__Extrait étudié__:
>>>
La troisième forme de l’idolâtrie, la foi aux dieux publics et nationaux, détruit un autre élément essentiel de la civilisation, la paix. Créés par chaque peuple et par des peuples divers, d’âge, de caractère et d’ambitions, ils représentent partout ces diversités. Comme chacun de ces peuples les a créés non seulement avec ses craintes, ses désirs, mais avec ses préjugés, il estime ses dieux supérieurs à ceux des autres races, et les dieux étrangers pour les ennemis de sa fortune. Loin d’élever au-dessus des divisions nationales un asile où l’unité du genre humain pût prendre conscience d’elle-même, ces idolâtries effacent l’intelligence d’une société commune, le sentiment de la parenté, elles ne mettent que l’isolement farouche de chaque État sous la garde des dieux. Aucune de ces religions bornées à la race n’est faite pour s’étendre, aucune n’entend être détruite : elles perpétuent l’inégalité, la haine, la guerre entre les peuples.

Si l’on envisage enfin les traits communs de toutes les idolâtries, on reconnaît que par leurs caractères essentiels toutes font obstacle à la civilisation.

La civilisation ne peut avoir pour fondemens le mensonge. Or l’erreur des idolâtries est démontrée par leur multitude même, car Dieu est inséparable de l’unité. La souveraine puissance ne saurait être en même temps accordée à plusieurs : s’ils l’exercent ensemble, elle est divisée entre eux et Dieu a des bornes ; s’ils prétendent la posséder chacun tout entière, c’est Dieu qui est divisé contre lui-même ; s’ils se tiennent en échec, aucun des dieux n’a la toute-puissance ; si l’un d’eux l’emporte sur les autres, celui-là seul a la toute-puissance et ceux qui obéissent ne sont pas dieux.
<<<
__Données fournies__:
>>>
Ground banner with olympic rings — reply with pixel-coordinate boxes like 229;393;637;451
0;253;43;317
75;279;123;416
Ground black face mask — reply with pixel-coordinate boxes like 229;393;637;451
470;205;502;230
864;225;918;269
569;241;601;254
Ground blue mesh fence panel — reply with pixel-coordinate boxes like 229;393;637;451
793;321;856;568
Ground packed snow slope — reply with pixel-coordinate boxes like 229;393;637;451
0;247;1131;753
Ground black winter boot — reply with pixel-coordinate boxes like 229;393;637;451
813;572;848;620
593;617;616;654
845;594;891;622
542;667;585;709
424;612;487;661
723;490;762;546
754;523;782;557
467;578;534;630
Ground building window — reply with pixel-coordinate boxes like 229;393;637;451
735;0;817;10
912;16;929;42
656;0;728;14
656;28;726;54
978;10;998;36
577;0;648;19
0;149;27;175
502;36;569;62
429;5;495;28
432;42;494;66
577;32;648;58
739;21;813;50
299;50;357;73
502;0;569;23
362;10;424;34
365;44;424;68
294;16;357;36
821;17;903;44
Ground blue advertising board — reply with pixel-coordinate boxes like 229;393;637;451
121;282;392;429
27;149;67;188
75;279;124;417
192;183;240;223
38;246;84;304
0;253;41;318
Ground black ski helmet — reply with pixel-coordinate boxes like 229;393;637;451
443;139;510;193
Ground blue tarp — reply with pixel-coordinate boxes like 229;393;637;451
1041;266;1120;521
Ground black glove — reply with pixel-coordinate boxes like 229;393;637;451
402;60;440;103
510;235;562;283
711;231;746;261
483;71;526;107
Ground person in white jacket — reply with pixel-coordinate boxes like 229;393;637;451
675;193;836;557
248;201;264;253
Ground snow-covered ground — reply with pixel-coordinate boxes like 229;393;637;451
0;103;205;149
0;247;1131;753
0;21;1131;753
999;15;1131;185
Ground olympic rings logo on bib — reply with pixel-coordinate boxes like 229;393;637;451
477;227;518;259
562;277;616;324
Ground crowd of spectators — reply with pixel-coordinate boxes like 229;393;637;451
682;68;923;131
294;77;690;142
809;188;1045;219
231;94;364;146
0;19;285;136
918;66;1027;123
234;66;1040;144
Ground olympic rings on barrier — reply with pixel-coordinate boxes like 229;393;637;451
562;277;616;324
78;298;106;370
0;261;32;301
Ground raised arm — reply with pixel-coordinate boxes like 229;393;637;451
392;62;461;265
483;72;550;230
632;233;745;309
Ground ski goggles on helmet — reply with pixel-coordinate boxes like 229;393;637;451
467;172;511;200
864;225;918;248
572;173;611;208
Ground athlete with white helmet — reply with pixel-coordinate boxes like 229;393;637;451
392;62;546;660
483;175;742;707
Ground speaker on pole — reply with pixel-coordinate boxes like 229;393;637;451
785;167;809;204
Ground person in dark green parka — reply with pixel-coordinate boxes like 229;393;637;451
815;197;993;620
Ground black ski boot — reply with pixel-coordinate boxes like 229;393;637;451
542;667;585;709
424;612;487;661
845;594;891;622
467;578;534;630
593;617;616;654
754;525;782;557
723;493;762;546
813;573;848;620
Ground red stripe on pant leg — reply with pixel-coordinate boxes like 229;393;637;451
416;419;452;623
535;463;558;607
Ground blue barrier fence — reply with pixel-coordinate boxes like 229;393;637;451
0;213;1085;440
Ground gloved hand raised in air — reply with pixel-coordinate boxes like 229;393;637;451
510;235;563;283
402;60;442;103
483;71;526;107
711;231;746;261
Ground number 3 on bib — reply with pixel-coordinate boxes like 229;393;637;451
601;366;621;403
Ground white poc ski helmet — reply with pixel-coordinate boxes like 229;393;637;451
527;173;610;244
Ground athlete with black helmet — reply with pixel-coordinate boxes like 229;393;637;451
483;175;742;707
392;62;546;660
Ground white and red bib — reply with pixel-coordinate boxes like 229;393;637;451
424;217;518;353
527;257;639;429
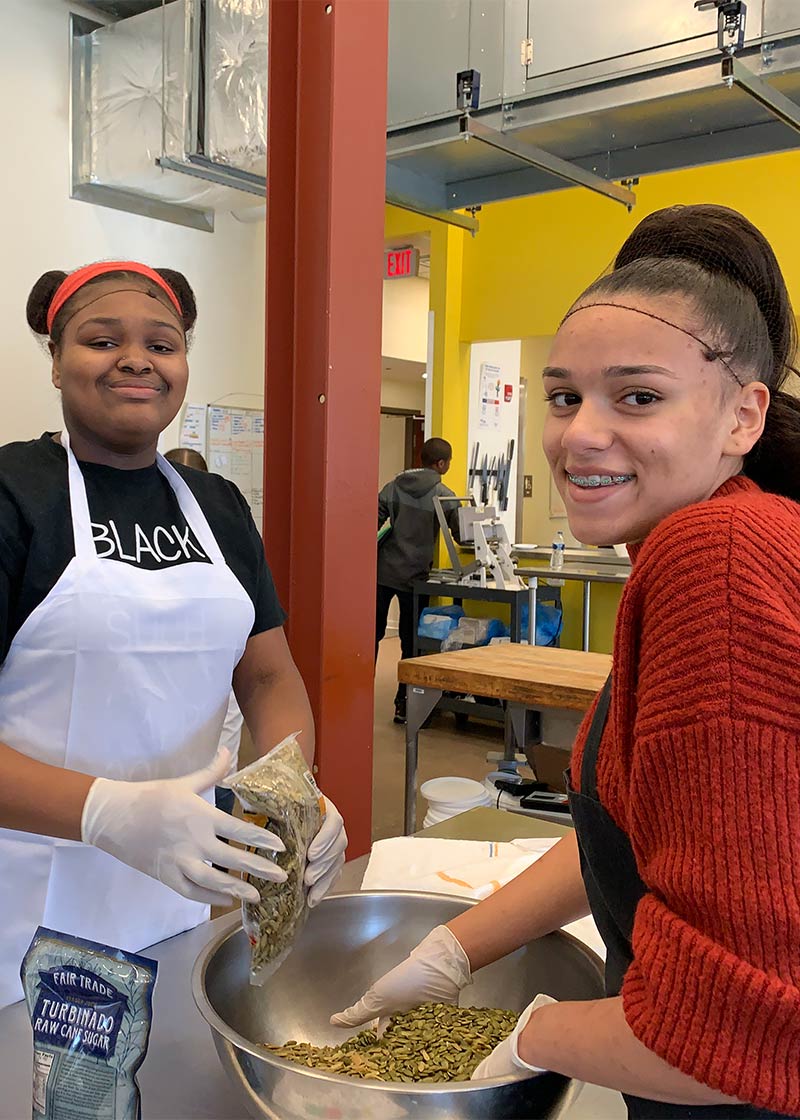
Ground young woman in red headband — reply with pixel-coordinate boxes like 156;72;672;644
0;261;346;1007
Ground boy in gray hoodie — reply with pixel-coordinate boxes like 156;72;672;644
375;439;458;724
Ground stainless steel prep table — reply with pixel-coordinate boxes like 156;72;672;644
0;809;626;1120
514;563;631;652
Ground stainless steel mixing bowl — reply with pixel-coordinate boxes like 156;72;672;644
192;892;603;1120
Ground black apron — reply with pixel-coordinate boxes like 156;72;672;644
565;676;779;1120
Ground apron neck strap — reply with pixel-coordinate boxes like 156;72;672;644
156;451;226;564
579;673;611;801
61;427;96;561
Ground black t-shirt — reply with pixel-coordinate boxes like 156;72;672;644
0;432;286;660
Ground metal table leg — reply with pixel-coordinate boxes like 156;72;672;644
499;701;528;774
403;684;441;837
582;579;592;653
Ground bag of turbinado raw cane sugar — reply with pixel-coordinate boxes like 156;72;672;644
21;926;158;1120
225;732;325;984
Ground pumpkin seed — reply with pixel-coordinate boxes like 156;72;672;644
258;1004;518;1084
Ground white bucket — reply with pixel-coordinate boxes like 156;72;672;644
420;777;491;828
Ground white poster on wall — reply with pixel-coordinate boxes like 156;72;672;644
<<<
__Consignes__:
• a. Dans la dernière phrase de l'extrait sur l'idolâtrie, relevez toutes les hypothèses introduites par « si » ou « s' » au sujet des dieux.
• b. Recopiez tout le passage de l'extrait sur l'idolâtrie, depuis « La civilisation ne » jusqu'à « sont pas dieux. ».

__Corrigé__:
• a.
- s'ils l'exercent ensemble
- s'ils prétendent la posséder chacun tout entière
- s'ils se tiennent en échec
- si l'un d'eux l'emporte sur les autres

• b.
La civilisation ne peut avoir pour fondemens le mensonge. Or l’erreur des idolâtries est démontrée par leur multitude même, car Dieu est inséparable de l’unité. La souveraine puissance ne saurait être en même temps accordée à plusieurs : s’ils l’exercent ensemble, elle est divisée entre eux et Dieu a des bornes ; s’ils prétendent la posséder chacun tout entière, c’est Dieu qui est divisé contre lui-même ; s’ils se tiennent en échec, aucun des dieux n’a la toute-puissance ; si l’un d’eux l’emporte sur les autres, celui-là seul a la toute-puissance et ceux qui obéissent ne sont pas dieux.